## EXCERPTED TEXT
--- Start ---

After Mary went home Elizabeth gave birth to her son, who on the eighth day was duly circumcised and named John. Now when Luke comes to the naming of Mary's child, all he will say is: 'And when the eighth day came and it was time for him to be circumcised, his name was called Jesus, which was the name given him by the angel before he was conceived in the womb' (Luke 2:21). Had Luke wished, Story 4 (see Luke 1:57–66) could have given us an equally brief record of John the Baptist's birth, circumcision and naming, and he could have passed on without delay to Story 5 (see Luke 1:67–79) the prophecy which [p 11] Zechariah pronounced over his infant son. Glorious as that prophecy is in itself as an expression of faith in the promises of the ancient prophets (see Luke 1:70), in God's covenant (see Luke 1:72) and in God's oath (see Luke 1:73), we might well miss some of the significance Luke saw in it, if we lightly pass over the detail which Luke has deliberately put into Story 4. Eight verses of vivid domestic detail (see Luke 1:57–64) bring us to the climax: Zechariah recovers his speech. At which we remember, of course, that he had been struck dumb for his disbelief in the angel's words. Since then, we now perceive, he has recovered faith; he acts in obedience to the angel's command and against all protest names his son John. Luke devotes two further verses (see Luke 1:65–66) to describing the impact made on all the people around by Zechariah's transition from the dumbness of unbelief to the eloquence of faith. We are at the climax Luke had in mind when he wrote Story 1.

We pause to take our bearings. In our next chapter we shall have to look more closely at the significance of these first five stories. At the moment they are serving us as an example of how attention to Luke's selection of material, to his proportioning of it, and to the ideas which he repeats throughout a succession of stories can help us to perceive the way he is looking at the facts he records. In these five stories he relates the miraculous birth of John and the virginal conception of Christ. In one sense the importance of these two momentous events, taken by themselves, towers above all their circumstantial detail. But Luke has not chosen to record these two events simply as objective facts, leaving us to make of them what we will. He has invited us to look at them through the subjective experience of those to whom it was first announced that these events were about to happen, and he has repeatedly emphasized the demands it made upon their faith. In particular he has traced in detail one man's struggle with incredulity, from his initial defeat to his eventual triumph. This should not surprise us when we remember that Luke was writing so that Theophilus 'might know the certainty of the things in which he had been instructed' (Luke 1:4). Perhaps Theophilus, called upon to believe such stupendous things as Luke is here recording, might at times have had a certain sympathy with Zechariah. [p 12]

There remains the question of Luke's disposition of his material. In general he follows the chronological order, but not invariably or in every detail. To take one small example: in his account of John the Baptist's ministry (see Luke 3:1–20) Luke follows the story right to its end when John is put in prison. Then after the imprisonment (see Luke 3:20) he proceeds to tell of Christ's baptism (see Luke 3:21–22) which, of course, happened before John's imprisonment, and was in fact performed by John though Luke does not say so. There is nothing strange in this. Luke is not falsifying history by departing from strict chronological order: he is simply finishing off one movement in his history before he begins another, regardless of the fact that chronologically the beginning of the second movement preceded the end of the first movement.

--- End ---

## DATA ENTRIES
--- Start ---

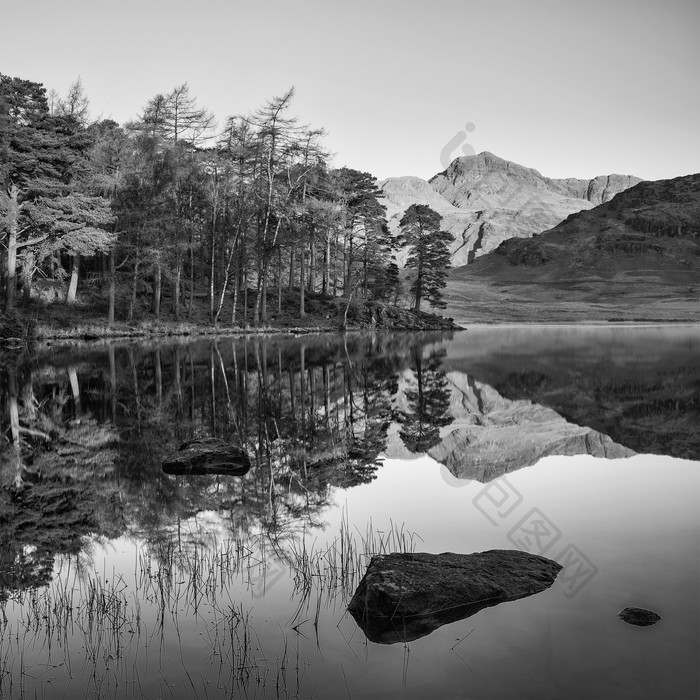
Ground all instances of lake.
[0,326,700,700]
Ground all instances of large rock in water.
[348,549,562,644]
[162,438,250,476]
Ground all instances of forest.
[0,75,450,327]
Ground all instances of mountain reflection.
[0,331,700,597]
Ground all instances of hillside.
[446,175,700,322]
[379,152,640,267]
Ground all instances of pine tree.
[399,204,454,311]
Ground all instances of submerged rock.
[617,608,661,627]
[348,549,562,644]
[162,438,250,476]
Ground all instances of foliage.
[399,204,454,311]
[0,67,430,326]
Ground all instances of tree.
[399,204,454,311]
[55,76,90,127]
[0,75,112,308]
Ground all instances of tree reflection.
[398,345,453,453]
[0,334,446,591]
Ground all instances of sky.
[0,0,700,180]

--- End ---
--- Start ---

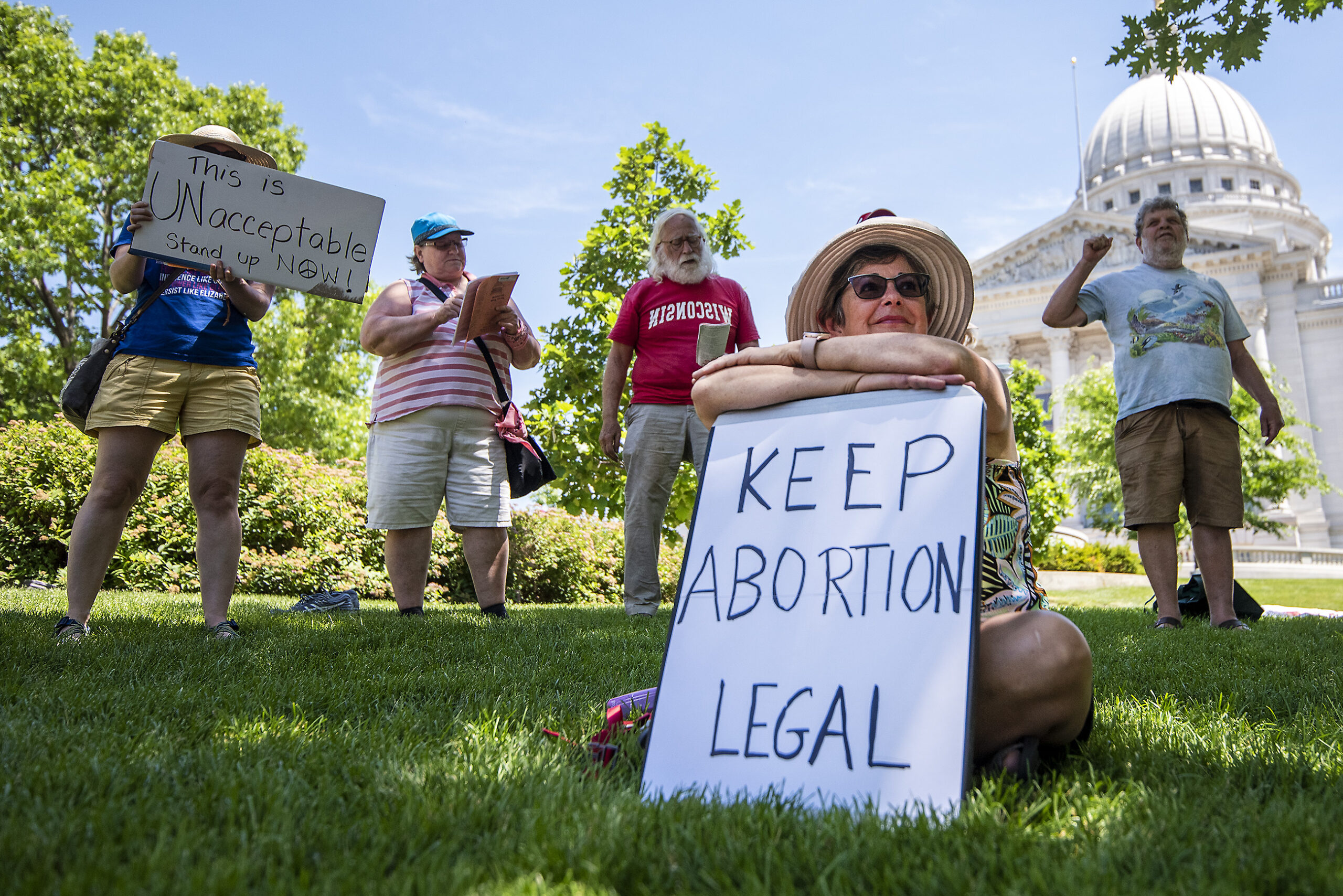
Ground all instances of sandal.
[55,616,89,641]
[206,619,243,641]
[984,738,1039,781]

--- End ---

## REQUIRED TASKS
A - In the excerpt on Luke's Gospel, why had Zechariah been struck dumb?
B - Write the next part of the excerpt on Luke's Gospel, picking up after its final sentence.
The records were taken from a separate source.

## RESPONSES TO THE EXERCISE
A - He had been struck dumb for his disbelief in the angel's words.

B -
This is a perfectly valid thing to do and many historians and biographers do it. But even when Luke records two things in strict chronological order—and that is most of the time—it often becomes clear that the chronological sequence between the two things is not the most significant feature in their relationship. At Luke 18:1, for instance, Luke tells us that our Lord spoke a parable. At Luke 18:9 he tells us that he spoke another parable. Presumably the latter was spoken after the former, though how much later, and whether or not on the same occasion, we are not told. Perhaps there is significance in the chronological order in which they were spoken; but much more obviously significant is the fact that both parables deal with prayer and that (as we shall later see in detail, p. 307) the first reminds us that our praying or our non-praying reveals what we think about the character of God, while the second reminds us that our prayers can show, at times all too revealingly, what we think of ourselves.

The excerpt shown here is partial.